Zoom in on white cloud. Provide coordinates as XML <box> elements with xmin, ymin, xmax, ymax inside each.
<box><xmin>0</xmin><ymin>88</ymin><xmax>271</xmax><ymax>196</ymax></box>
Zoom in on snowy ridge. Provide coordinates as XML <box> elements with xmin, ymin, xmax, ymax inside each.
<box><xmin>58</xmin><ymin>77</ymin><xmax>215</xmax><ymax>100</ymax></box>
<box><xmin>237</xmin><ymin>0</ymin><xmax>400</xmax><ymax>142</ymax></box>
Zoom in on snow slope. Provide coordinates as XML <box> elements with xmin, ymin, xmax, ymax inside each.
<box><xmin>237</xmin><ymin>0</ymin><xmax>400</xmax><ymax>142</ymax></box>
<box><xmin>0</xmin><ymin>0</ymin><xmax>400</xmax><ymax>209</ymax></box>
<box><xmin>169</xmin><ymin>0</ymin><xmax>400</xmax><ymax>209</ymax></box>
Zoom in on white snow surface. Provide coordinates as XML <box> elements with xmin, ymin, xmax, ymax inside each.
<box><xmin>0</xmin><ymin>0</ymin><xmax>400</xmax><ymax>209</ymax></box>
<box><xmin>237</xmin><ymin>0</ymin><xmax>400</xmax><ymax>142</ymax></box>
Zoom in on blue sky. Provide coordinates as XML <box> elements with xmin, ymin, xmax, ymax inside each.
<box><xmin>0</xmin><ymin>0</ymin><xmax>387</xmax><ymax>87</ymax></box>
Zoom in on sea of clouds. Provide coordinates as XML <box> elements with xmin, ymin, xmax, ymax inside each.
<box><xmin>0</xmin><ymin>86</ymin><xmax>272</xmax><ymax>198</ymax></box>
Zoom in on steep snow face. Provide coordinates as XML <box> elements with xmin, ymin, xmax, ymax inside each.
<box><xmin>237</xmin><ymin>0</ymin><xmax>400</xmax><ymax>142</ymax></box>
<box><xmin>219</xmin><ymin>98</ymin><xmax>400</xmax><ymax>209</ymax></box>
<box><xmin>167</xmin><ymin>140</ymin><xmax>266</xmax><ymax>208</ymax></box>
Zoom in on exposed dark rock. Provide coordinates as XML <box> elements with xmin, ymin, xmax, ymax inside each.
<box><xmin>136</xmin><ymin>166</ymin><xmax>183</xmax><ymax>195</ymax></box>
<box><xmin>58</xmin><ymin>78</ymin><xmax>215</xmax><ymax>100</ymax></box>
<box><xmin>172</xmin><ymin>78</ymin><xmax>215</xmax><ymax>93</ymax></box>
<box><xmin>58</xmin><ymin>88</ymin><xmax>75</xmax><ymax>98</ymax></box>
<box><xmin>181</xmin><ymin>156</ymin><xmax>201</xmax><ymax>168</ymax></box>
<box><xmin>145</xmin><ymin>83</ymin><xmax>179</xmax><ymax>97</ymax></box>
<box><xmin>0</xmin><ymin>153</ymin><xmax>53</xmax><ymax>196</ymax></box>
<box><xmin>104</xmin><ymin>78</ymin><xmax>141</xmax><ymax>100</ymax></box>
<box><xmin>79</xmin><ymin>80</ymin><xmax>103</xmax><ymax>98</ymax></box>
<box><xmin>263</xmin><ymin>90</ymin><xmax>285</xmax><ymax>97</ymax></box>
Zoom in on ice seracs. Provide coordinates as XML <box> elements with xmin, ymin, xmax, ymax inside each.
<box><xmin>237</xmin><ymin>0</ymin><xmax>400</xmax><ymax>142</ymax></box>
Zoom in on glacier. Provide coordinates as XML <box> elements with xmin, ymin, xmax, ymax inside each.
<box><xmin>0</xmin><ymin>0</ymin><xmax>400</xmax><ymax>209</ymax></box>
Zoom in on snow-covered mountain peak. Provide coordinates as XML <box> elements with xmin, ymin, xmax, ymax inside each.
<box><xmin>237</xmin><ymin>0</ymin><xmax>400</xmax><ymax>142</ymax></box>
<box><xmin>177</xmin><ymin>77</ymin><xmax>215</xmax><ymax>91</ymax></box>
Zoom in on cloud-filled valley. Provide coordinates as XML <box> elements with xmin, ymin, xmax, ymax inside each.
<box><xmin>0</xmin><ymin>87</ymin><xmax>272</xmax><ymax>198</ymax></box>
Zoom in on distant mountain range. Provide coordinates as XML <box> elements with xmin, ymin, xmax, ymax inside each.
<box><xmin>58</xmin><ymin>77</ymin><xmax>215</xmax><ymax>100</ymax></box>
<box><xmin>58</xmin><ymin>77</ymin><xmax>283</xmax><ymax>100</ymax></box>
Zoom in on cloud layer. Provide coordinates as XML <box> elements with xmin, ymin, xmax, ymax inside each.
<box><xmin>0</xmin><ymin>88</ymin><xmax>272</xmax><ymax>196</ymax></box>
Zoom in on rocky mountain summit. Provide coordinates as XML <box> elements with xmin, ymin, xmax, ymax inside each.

▶ WHAT TO PRODUCE
Turn every one of the items above into a numbered list, one line per entry, and omit any blank lines.

▶ TASK ANSWER
1. Zoom in on white cloud. Provide coordinates as XML <box> elements with xmin, ymin, xmax, ymax inside each.
2. <box><xmin>0</xmin><ymin>88</ymin><xmax>271</xmax><ymax>196</ymax></box>
3. Zoom in on snowy ridge. Provide coordinates as XML <box> elements with xmin, ymin, xmax, ymax inside each.
4. <box><xmin>58</xmin><ymin>77</ymin><xmax>215</xmax><ymax>100</ymax></box>
5. <box><xmin>237</xmin><ymin>0</ymin><xmax>400</xmax><ymax>142</ymax></box>
6. Zoom in on snow slope. Provide coordinates as XML <box> elements with xmin, ymin, xmax, ymax inside each.
7. <box><xmin>237</xmin><ymin>0</ymin><xmax>400</xmax><ymax>142</ymax></box>
8. <box><xmin>0</xmin><ymin>0</ymin><xmax>400</xmax><ymax>209</ymax></box>
9. <box><xmin>169</xmin><ymin>0</ymin><xmax>400</xmax><ymax>209</ymax></box>
10. Zoom in on white snow surface. Provide coordinates as XML <box> elements with xmin, ymin, xmax, ymax inside each.
11. <box><xmin>0</xmin><ymin>0</ymin><xmax>400</xmax><ymax>209</ymax></box>
12. <box><xmin>237</xmin><ymin>0</ymin><xmax>400</xmax><ymax>142</ymax></box>
13. Zoom in on blue sky. Provide coordinates as XML <box> elements with xmin, ymin, xmax, ymax inside each.
14. <box><xmin>0</xmin><ymin>0</ymin><xmax>387</xmax><ymax>87</ymax></box>
15. Zoom in on sea of clouds. Provide coordinates as XML <box> elements with xmin, ymin, xmax, ymax inside each.
16. <box><xmin>0</xmin><ymin>86</ymin><xmax>272</xmax><ymax>198</ymax></box>
17. Zoom in on steep snow face. Provide coordinates as XML <box> elements with xmin, ymin, xmax, ymax inside each.
18. <box><xmin>237</xmin><ymin>0</ymin><xmax>400</xmax><ymax>142</ymax></box>
19. <box><xmin>219</xmin><ymin>98</ymin><xmax>400</xmax><ymax>209</ymax></box>
20. <box><xmin>167</xmin><ymin>140</ymin><xmax>266</xmax><ymax>208</ymax></box>
21. Zoom in on exposed dark rock. Provide coordinates as XML <box> elements with xmin, ymin, xmax, ymax inside each.
22. <box><xmin>136</xmin><ymin>166</ymin><xmax>183</xmax><ymax>195</ymax></box>
23. <box><xmin>58</xmin><ymin>78</ymin><xmax>215</xmax><ymax>100</ymax></box>
24. <box><xmin>172</xmin><ymin>78</ymin><xmax>215</xmax><ymax>93</ymax></box>
25. <box><xmin>58</xmin><ymin>88</ymin><xmax>75</xmax><ymax>98</ymax></box>
26. <box><xmin>181</xmin><ymin>156</ymin><xmax>201</xmax><ymax>168</ymax></box>
27. <box><xmin>145</xmin><ymin>83</ymin><xmax>179</xmax><ymax>97</ymax></box>
28. <box><xmin>0</xmin><ymin>153</ymin><xmax>53</xmax><ymax>196</ymax></box>
29. <box><xmin>104</xmin><ymin>78</ymin><xmax>141</xmax><ymax>100</ymax></box>
30. <box><xmin>79</xmin><ymin>80</ymin><xmax>103</xmax><ymax>98</ymax></box>
31. <box><xmin>263</xmin><ymin>90</ymin><xmax>285</xmax><ymax>97</ymax></box>
32. Zoom in on ice seracs. Provide coordinates as XML <box> elements with xmin, ymin, xmax, ymax inside each.
33. <box><xmin>237</xmin><ymin>0</ymin><xmax>400</xmax><ymax>142</ymax></box>
34. Zoom in on glacier. Provide coordinates as XML <box> elements with xmin, ymin, xmax, ymax inside each.
35. <box><xmin>0</xmin><ymin>0</ymin><xmax>400</xmax><ymax>209</ymax></box>
36. Zoom in on snow-covered mountain peak. Provide coordinates as XML <box> elements with xmin, ymin, xmax, ymax inside each.
37. <box><xmin>237</xmin><ymin>0</ymin><xmax>400</xmax><ymax>142</ymax></box>
38. <box><xmin>177</xmin><ymin>77</ymin><xmax>215</xmax><ymax>91</ymax></box>
39. Zoom in on cloud-filled valley. Provide coordinates as XML <box> elements with xmin, ymin, xmax, ymax inside each.
40. <box><xmin>0</xmin><ymin>87</ymin><xmax>272</xmax><ymax>198</ymax></box>
41. Zoom in on distant mountain range. Provide coordinates as XML <box> elements with xmin, ymin, xmax, ymax inside each.
42. <box><xmin>58</xmin><ymin>77</ymin><xmax>215</xmax><ymax>100</ymax></box>
43. <box><xmin>58</xmin><ymin>77</ymin><xmax>283</xmax><ymax>100</ymax></box>
44. Zoom in on cloud layer. Provide coordinates as XML <box> elements with xmin, ymin, xmax, ymax inside each.
45. <box><xmin>0</xmin><ymin>88</ymin><xmax>272</xmax><ymax>196</ymax></box>
46. Zoom in on rocky mountain summit. Provide coordinates as XML <box> elements with xmin, ymin, xmax, ymax inside each.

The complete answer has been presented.